## Prompt
Output each line of the rows below as a JSON list of strings, one string per line, with blank lines left out.

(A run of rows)
━━━
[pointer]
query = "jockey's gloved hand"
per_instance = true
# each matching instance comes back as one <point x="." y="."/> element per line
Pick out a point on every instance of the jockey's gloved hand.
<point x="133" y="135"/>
━━━
## Final result
[
  "[pointer]",
  "query = \"jockey's gloved hand\"",
  "per_instance = true",
  "# each matching instance comes back as one <point x=\".\" y=\".\"/> element per line",
  "Pick out a point on every instance of the jockey's gloved hand.",
  "<point x=\"133\" y=\"135\"/>"
]